Dataset entries
Begin

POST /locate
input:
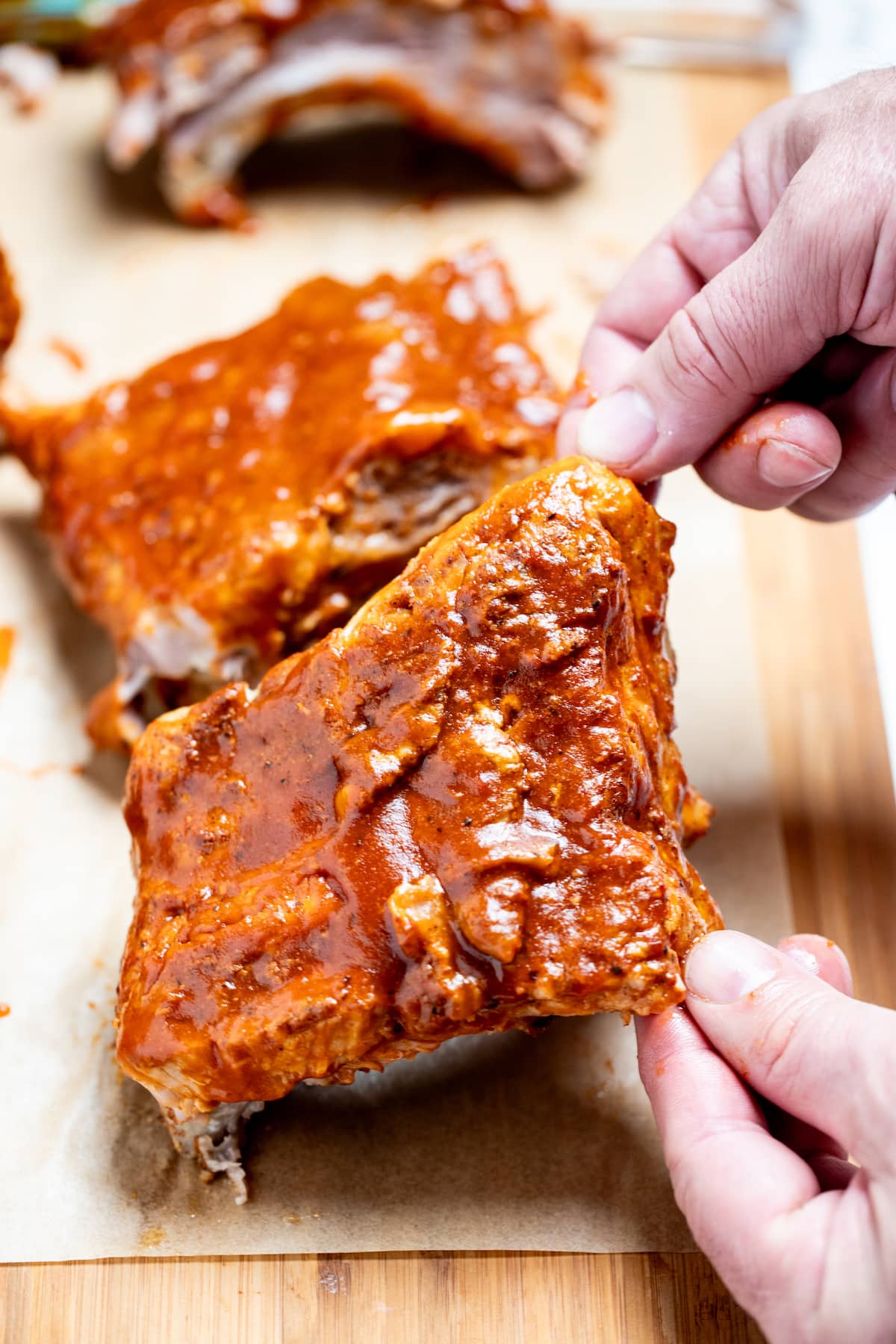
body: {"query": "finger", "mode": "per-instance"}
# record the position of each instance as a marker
(715, 228)
(815, 1053)
(715, 361)
(830, 373)
(820, 957)
(827, 1157)
(729, 1176)
(865, 417)
(773, 457)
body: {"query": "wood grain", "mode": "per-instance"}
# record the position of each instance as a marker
(837, 811)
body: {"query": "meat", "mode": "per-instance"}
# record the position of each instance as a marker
(28, 73)
(210, 81)
(237, 500)
(458, 813)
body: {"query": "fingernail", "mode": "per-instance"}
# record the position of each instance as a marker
(788, 465)
(727, 965)
(618, 429)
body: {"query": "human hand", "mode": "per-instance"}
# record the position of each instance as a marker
(777, 280)
(805, 1239)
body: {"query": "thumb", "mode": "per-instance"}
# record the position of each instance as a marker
(810, 1050)
(731, 344)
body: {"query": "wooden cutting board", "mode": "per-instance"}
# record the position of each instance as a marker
(836, 806)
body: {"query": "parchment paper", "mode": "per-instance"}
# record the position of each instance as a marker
(499, 1142)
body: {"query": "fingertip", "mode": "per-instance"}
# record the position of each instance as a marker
(620, 430)
(774, 457)
(820, 957)
(567, 440)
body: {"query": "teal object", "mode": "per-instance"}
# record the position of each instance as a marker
(53, 23)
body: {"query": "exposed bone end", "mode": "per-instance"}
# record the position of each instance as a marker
(214, 1140)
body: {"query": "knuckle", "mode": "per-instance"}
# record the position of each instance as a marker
(694, 354)
(791, 1034)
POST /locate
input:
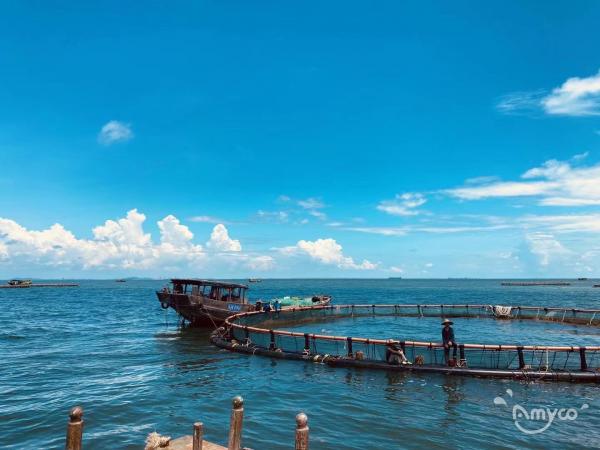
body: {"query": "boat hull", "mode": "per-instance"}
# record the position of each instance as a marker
(200, 311)
(204, 312)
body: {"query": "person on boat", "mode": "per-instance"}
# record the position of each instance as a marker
(448, 340)
(394, 354)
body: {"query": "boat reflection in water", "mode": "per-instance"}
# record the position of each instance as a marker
(209, 302)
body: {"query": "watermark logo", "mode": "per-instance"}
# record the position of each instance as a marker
(538, 420)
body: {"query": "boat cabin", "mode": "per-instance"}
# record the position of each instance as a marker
(19, 282)
(214, 290)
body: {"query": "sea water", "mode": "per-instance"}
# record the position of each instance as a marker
(110, 348)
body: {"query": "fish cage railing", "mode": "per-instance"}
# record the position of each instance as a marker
(260, 330)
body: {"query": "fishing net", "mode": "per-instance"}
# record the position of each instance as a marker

End

• THE EXERCISE
Copy the rows from the first one through the line that holds "(499, 1142)", swapping every "marker" for "pin" and changing nothing else. Leave the pictures out of your copy.

• TASK SOLUTION
POST /locate
input:
body: {"query": "finger", "mode": "per-instance"}
# record the position of each instance as a pin
(715, 228)
(815, 1053)
(715, 361)
(830, 373)
(820, 957)
(827, 1157)
(729, 1176)
(865, 417)
(773, 457)
body: {"query": "wood grain", "mode": "per-instance"}
# record the position of each instance as a pin
(837, 811)
body: {"query": "meat", "mode": "per-instance"}
# record the position of each instance as a pin
(28, 73)
(210, 81)
(237, 500)
(458, 813)
body: {"query": "fingernail", "mode": "per-instance"}
# record the position of each instance as a pin
(788, 465)
(727, 965)
(618, 429)
body: {"query": "human hand", "mode": "per-instance"}
# record the position of each instance as a pin
(777, 280)
(805, 1239)
body: {"query": "thumb", "mode": "per-instance"}
# record the position of each instance as a pin
(810, 1050)
(731, 344)
body: {"query": "wooden cutting board", "mode": "per-instance"}
# record the position of each instance as a pin
(836, 806)
body: {"query": "parchment paper", "mode": "per-instance"}
# record the position of each instance as a pin
(499, 1142)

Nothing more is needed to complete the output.